** Work required **
Starting at the beginning of the records and ending at the line that contains "M190 174L72 164L57", set out those lines as a numbered list, skipping any blank lines and leaving out the pictures.

>> Begin Excerpted records

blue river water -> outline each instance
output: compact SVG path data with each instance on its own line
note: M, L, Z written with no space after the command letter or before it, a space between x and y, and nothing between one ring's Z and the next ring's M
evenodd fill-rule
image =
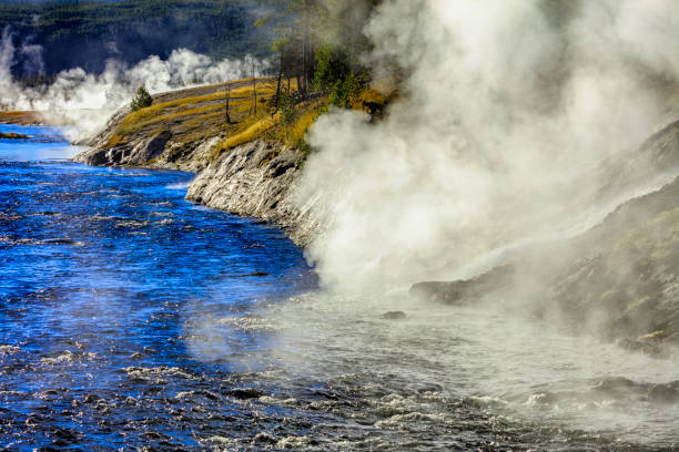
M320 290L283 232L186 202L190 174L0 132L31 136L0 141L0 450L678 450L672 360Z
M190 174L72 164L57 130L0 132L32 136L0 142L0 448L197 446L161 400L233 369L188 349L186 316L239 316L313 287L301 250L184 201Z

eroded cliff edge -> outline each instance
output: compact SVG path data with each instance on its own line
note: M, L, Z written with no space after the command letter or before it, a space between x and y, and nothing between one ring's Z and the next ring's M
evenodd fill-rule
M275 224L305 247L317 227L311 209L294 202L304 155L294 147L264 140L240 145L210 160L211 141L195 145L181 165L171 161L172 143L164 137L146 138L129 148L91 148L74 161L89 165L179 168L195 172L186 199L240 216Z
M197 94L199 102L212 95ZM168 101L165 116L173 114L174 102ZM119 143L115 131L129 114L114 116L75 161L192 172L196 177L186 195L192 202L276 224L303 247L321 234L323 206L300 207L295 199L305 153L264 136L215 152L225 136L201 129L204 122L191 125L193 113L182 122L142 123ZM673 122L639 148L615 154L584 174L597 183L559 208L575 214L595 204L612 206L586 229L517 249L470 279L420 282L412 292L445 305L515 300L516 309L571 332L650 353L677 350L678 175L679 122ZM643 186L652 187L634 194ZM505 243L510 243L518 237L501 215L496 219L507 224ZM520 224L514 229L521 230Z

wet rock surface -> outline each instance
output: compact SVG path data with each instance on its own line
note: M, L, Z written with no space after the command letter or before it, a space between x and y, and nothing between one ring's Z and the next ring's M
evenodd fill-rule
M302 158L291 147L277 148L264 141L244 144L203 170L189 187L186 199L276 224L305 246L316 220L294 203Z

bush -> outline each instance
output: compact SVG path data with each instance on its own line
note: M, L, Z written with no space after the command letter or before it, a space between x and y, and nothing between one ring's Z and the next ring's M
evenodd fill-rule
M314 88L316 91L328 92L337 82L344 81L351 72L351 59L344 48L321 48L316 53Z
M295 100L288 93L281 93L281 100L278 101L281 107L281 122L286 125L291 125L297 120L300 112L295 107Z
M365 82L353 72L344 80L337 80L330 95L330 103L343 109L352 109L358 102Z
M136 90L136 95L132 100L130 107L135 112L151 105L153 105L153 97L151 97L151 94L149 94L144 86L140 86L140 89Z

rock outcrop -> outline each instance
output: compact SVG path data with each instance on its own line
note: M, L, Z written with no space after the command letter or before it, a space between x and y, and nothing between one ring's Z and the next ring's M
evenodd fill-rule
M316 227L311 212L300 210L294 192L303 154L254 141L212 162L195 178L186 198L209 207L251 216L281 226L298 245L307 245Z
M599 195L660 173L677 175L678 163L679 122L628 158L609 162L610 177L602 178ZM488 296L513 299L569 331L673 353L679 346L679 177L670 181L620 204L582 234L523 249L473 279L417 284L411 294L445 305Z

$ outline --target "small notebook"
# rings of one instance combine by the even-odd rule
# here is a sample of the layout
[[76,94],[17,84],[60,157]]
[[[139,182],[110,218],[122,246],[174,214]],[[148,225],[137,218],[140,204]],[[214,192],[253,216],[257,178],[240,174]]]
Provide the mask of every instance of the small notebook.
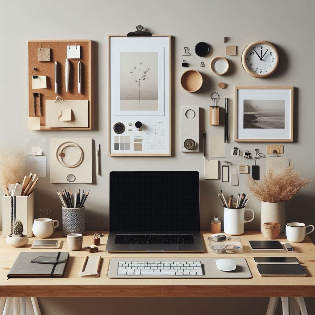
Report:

>> End Excerpted records

** Exercise answer **
1. blue river water -> outline each instance
2. output: compact SVG path data with each instance on its own line
3. note: M, L, Z written with no space after the command letter or before it, a space between x and y, and nothing between one ring's Z and the next ring's M
4. evenodd fill-rule
5. image =
6. M320 290L283 232L186 202L190 174L0 132L31 136L0 141L0 450L678 450L672 360Z
7. M190 174L72 164L57 130L0 132L32 136L0 142L0 448L197 446L161 400L233 369L188 349L186 316L239 316L313 287L301 250L184 201Z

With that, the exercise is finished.